- [What you have to do]
Every entry is to be set down a second time, precisely as written.

- [Records for the exercise]
******

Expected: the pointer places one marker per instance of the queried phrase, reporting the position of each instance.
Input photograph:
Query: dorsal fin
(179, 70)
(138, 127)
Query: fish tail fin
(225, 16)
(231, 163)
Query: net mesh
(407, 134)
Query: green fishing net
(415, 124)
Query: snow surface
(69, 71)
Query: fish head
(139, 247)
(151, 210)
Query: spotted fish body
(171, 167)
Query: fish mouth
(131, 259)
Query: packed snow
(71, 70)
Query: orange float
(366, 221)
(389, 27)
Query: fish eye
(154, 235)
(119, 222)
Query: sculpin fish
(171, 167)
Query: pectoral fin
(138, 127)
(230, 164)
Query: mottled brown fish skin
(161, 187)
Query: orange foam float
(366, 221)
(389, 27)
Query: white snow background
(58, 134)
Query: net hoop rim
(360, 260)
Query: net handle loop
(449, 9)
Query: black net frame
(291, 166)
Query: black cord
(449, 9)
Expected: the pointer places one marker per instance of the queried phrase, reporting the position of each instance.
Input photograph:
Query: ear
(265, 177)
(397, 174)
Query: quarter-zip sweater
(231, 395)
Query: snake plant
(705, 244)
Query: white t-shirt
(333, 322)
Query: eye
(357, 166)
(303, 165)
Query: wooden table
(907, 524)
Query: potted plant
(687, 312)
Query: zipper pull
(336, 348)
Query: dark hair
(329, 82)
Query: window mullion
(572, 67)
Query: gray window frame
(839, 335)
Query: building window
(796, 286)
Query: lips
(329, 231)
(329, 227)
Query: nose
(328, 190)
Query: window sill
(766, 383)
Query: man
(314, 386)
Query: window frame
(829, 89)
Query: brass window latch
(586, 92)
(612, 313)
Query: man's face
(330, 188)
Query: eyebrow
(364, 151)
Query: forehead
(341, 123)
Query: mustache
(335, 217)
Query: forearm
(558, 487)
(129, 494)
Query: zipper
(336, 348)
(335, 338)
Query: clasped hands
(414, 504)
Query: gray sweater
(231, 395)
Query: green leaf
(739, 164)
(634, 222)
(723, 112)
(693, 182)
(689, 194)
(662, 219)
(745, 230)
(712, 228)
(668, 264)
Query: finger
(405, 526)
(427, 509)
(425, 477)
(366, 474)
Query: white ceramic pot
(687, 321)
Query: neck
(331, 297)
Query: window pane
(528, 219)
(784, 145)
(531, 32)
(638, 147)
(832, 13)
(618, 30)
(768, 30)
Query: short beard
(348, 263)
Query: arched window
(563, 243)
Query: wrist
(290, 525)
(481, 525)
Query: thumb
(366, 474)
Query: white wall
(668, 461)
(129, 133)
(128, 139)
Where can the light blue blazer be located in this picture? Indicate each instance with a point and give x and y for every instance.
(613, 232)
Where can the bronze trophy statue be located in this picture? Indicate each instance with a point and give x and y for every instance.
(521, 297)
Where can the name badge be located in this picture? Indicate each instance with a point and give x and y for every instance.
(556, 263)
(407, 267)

******

- [Written solution]
Expected: the pointer places one marker per instance of the queried phrase, reporting the position of each instance.
Input photograph:
Query: dorsal fin
(179, 70)
(138, 127)
Query: fish tail fin
(225, 16)
(231, 163)
Query: net mesh
(407, 134)
Query: green fishing net
(415, 124)
Query: snow surface
(69, 71)
Query: fish head
(139, 247)
(151, 210)
Query: spotted fish body
(171, 167)
Query: fish mouth
(131, 259)
Query: packed snow
(71, 70)
Query: orange float
(366, 221)
(389, 27)
Query: fish eye
(154, 235)
(119, 222)
Query: sculpin fish
(171, 167)
Query: pectoral fin
(138, 127)
(230, 164)
Query: mottled brown fish skin
(161, 187)
Query: orange foam float
(366, 221)
(389, 27)
Query: white snow background
(58, 134)
Query: net hoop rim
(360, 260)
Query: net handle loop
(449, 9)
Query: black net frame
(291, 166)
Query: black cord
(449, 9)
Expected: the pointer places one marker per instance of the queried phrase, reporting the position of each instance.
Input photograph:
Query: ear
(265, 177)
(397, 174)
Query: quarter-zip sweater
(231, 395)
Query: snake plant
(705, 244)
Query: white t-shirt
(333, 322)
Query: eye
(357, 166)
(303, 165)
Query: wooden table
(907, 524)
Query: potted plant
(687, 312)
Query: zipper pull
(336, 348)
Query: dark hair
(329, 82)
Query: window mullion
(572, 67)
Query: gray window frame
(839, 335)
Query: building window
(796, 286)
Query: lips
(329, 231)
(329, 227)
Query: nose
(328, 190)
Query: window sill
(766, 383)
Query: man
(314, 386)
Query: window frame
(829, 89)
Query: brass window latch
(586, 92)
(612, 313)
Query: man's face
(330, 188)
Query: eyebrow
(364, 151)
Query: forehead
(341, 123)
Query: mustache
(335, 217)
Query: forearm
(558, 487)
(129, 494)
Query: zipper
(336, 348)
(335, 338)
Query: clasped hands
(414, 504)
Query: gray sweater
(231, 395)
Query: green leaf
(739, 164)
(634, 222)
(723, 112)
(693, 182)
(689, 194)
(662, 219)
(745, 230)
(712, 228)
(668, 264)
Query: finger
(405, 526)
(427, 509)
(425, 477)
(366, 474)
Query: white ceramic pot
(687, 321)
Query: neck
(331, 297)
Query: window pane
(528, 219)
(784, 145)
(531, 32)
(638, 147)
(832, 13)
(618, 30)
(768, 30)
Query: short beard
(348, 263)
Query: arched window
(563, 243)
Query: wrist
(290, 525)
(481, 525)
Query: thumb
(366, 474)
Query: white wall
(668, 461)
(129, 133)
(128, 139)
Where can the light blue blazer be located in this picture? Indicate each instance with a point and give x and y for every instance.
(613, 232)
Where can the bronze trophy statue be located in this picture? Indicate each instance with a point and give x and y for every instance.
(521, 297)
Where can the name badge be located in this picture? Indicate each instance with a point and give x and y for every instance.
(556, 263)
(407, 267)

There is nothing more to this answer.